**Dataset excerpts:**

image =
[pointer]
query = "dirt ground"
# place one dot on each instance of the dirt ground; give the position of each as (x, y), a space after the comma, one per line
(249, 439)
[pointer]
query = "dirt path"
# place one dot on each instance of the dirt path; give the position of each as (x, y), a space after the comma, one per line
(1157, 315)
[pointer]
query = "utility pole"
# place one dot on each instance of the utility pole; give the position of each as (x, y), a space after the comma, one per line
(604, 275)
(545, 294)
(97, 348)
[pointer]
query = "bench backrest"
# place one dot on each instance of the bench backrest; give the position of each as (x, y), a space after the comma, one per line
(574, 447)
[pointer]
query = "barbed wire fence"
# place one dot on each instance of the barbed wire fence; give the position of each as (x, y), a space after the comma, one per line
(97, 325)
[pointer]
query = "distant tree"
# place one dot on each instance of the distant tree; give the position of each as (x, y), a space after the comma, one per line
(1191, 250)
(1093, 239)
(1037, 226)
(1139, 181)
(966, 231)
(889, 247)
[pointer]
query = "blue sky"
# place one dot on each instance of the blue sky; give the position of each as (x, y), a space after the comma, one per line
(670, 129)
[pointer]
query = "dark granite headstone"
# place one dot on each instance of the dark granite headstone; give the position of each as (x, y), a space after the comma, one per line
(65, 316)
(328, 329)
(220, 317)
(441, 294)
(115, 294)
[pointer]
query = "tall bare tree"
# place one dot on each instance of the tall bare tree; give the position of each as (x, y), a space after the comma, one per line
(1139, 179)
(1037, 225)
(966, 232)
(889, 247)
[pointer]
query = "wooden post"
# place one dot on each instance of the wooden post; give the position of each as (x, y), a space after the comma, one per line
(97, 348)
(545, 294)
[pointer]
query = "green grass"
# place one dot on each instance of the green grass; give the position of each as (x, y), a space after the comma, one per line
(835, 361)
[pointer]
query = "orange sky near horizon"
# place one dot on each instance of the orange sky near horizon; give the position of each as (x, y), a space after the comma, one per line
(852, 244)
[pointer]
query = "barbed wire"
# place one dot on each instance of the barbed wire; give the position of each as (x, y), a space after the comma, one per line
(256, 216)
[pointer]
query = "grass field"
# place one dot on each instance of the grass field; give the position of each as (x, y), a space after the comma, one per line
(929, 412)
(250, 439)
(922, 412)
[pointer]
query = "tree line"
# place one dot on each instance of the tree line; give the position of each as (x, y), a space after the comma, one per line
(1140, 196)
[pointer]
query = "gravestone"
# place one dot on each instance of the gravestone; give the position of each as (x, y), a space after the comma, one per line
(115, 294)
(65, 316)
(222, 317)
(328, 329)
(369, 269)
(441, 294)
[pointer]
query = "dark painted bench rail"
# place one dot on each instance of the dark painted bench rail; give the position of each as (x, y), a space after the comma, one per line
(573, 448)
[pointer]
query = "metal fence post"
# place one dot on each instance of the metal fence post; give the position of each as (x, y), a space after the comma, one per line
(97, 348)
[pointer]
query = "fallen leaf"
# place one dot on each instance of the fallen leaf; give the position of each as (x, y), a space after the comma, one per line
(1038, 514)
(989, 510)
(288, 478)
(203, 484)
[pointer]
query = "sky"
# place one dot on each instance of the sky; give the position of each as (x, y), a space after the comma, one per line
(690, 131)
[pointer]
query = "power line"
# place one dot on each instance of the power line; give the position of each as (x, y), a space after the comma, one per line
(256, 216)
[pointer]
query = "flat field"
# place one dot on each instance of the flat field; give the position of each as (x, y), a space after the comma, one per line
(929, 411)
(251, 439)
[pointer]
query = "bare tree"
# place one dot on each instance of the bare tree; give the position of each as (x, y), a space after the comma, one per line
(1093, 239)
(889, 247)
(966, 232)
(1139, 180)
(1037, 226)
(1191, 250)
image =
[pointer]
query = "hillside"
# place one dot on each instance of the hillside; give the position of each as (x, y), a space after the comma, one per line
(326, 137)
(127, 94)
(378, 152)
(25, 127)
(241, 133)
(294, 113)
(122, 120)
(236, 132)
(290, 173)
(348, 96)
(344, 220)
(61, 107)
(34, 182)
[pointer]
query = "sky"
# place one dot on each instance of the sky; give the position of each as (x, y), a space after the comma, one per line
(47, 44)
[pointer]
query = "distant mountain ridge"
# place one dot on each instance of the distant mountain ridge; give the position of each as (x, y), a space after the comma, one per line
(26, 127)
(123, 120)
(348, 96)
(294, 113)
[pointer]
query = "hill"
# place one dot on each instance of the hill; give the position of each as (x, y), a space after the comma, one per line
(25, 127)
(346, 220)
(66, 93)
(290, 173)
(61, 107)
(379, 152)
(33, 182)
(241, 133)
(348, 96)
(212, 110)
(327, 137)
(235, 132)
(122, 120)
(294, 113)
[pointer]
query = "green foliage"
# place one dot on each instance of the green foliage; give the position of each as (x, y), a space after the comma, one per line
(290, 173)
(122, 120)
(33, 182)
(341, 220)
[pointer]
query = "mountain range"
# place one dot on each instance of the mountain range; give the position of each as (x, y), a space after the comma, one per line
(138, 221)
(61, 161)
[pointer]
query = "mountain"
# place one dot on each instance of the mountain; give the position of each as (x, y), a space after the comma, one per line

**Task to carry out:**
All the records above need to be restated exactly, line by line.

**Written answer:**
image =
[pointer]
query = "dirt ground"
# place one dot on each instance of the dirt ground; give the position of each as (x, y), a space after the comma, one per line
(249, 439)
[pointer]
query = "dirt path"
# place one dot on each instance of the dirt path; give the position of each as (x, y), a space after the comma, one per line
(1157, 315)
[pointer]
query = "utility pole"
# place one dot on each instance of the utility pole; give the position of each as (x, y), a space after the comma, one per line
(604, 275)
(545, 294)
(97, 348)
[pointer]
query = "bench backrest"
# place one dot on each instance of the bench backrest; give the position of each as (x, y), a space after the comma, one per line
(574, 447)
[pointer]
query = "barbed wire fence"
# place one dot on each instance of the barbed wire fence; give the position of each as (x, y), a space after the comma, one per line
(97, 325)
[pointer]
query = "distant tree"
# place one dot on each instance of the distant tree; give the position of each as (x, y), a space after the comma, one per line
(1191, 250)
(1093, 239)
(1037, 226)
(1139, 181)
(966, 231)
(889, 247)
[pointer]
query = "blue sky"
# place one dot on each instance of the blue sky; give the position of each as (x, y), a space after the comma, one per line
(670, 129)
[pointer]
query = "dark granite headstone"
# place one dot on each instance of the dark granite headstone; give the position of each as (x, y), a space after the comma, one per line
(65, 316)
(328, 329)
(220, 317)
(441, 294)
(115, 294)
[pointer]
query = "tall bare tree"
# place one dot on each instance of the tall bare tree; give the position of each as (x, y), a space after the comma, one per line
(1139, 179)
(1037, 225)
(966, 232)
(889, 247)
[pointer]
query = "wooden post"
# place one dot on each instance of the wooden post; give the position of each as (x, y), a space after the comma, one per line
(97, 348)
(545, 294)
[pointer]
query = "green grass"
# place one dot on each instance of the green grass; give the position of each as (x, y), a space after the comma, one per line
(835, 361)
[pointer]
query = "orange sky near horizon"
# place one dot on each instance of the orange sky near horizon; give the position of each as (x, y), a space after the comma, one per line
(852, 244)
[pointer]
query = "barbed wire"
# place one dot on each instance of the barbed wire; give the position of each as (x, y), a space after the comma, one per line
(256, 216)
[pointer]
query = "grass field"
# place one dot on each instance of the grass field; give the position of each as (x, y), a space after the comma, one per line
(929, 412)
(250, 439)
(922, 412)
[pointer]
query = "tree line"
# place one dot on each instance of the tree line; give the position of each as (x, y), a space after the comma, one per line
(1140, 196)
[pointer]
query = "gravestone"
# place one dot on each instance of the gravestone; give the position of each as (x, y), a space after the comma, one per line
(115, 294)
(65, 316)
(222, 317)
(328, 329)
(369, 269)
(441, 294)
[pointer]
query = "dark painted bench rail"
# place one dot on each instance of the dark painted bench rail; give the position of each as (x, y), a space after the comma, one per line
(573, 448)
[pointer]
query = "metal fence post"
# place one dot on each instance of the metal fence post; give the position of each as (x, y), a space after the comma, one per line
(97, 348)
[pointer]
query = "fallen leaf"
# place one dot on each instance of the fallen leaf; give the position of each as (x, y), a space after the comma, one per line
(1038, 514)
(989, 510)
(288, 478)
(203, 484)
[pointer]
query = "sky"
# place one dot on each instance of the sky; give the position of each as (x, y), a space after the comma, one per line
(690, 131)
[pointer]
query = "power line"
# place one dot on each instance of the power line; give the position of each as (x, y), a space after the comma, one per line
(256, 216)
[pointer]
query = "flat field"
# place one dot on each instance of the flat field; give the position of each as (x, y), a space after the comma, one per line
(929, 411)
(251, 439)
[pointer]
query = "bare tree"
# place one dot on each instance of the bare tree; give the position of each as (x, y), a space after the comma, one per line
(1093, 239)
(889, 247)
(966, 232)
(1139, 180)
(1037, 226)
(1191, 250)
image =
[pointer]
query = "hillside"
# place one dot on each instance of the hillside; give the position of each as (x, y), a space after the comma, one per line
(326, 137)
(127, 94)
(378, 152)
(25, 127)
(241, 133)
(294, 113)
(122, 120)
(236, 132)
(290, 173)
(348, 96)
(344, 220)
(61, 107)
(34, 182)
[pointer]
query = "sky"
# place one dot on each instance of the sky; give the position of each as (x, y), a space after the comma, one per line
(47, 44)
[pointer]
query = "distant mountain ridge"
# place one dot on each instance of the distant mountain ridge; give the position of each as (x, y), a space after the comma, one per line
(26, 127)
(123, 120)
(348, 96)
(294, 113)
[pointer]
query = "hill"
# place one dot on each instance of the hill; give the position of each as (x, y), a space after the comma, one per line
(25, 127)
(346, 220)
(66, 93)
(290, 173)
(61, 107)
(379, 152)
(33, 182)
(241, 133)
(348, 96)
(212, 110)
(327, 137)
(235, 132)
(122, 120)
(294, 113)
[pointer]
query = "green foliage"
# place one dot on each instance of the green foliage; give the position of each as (x, y), a space after the comma, one per line
(290, 173)
(122, 120)
(33, 182)
(341, 220)
[pointer]
query = "mountain range"
# place one dot on each instance of the mountain range; give the position of each as (x, y), a space after the comma, one per line
(138, 221)
(61, 161)
[pointer]
query = "mountain"
# place one dot on each instance of the mountain; give the position of each as (x, y), a space after the comma, one per line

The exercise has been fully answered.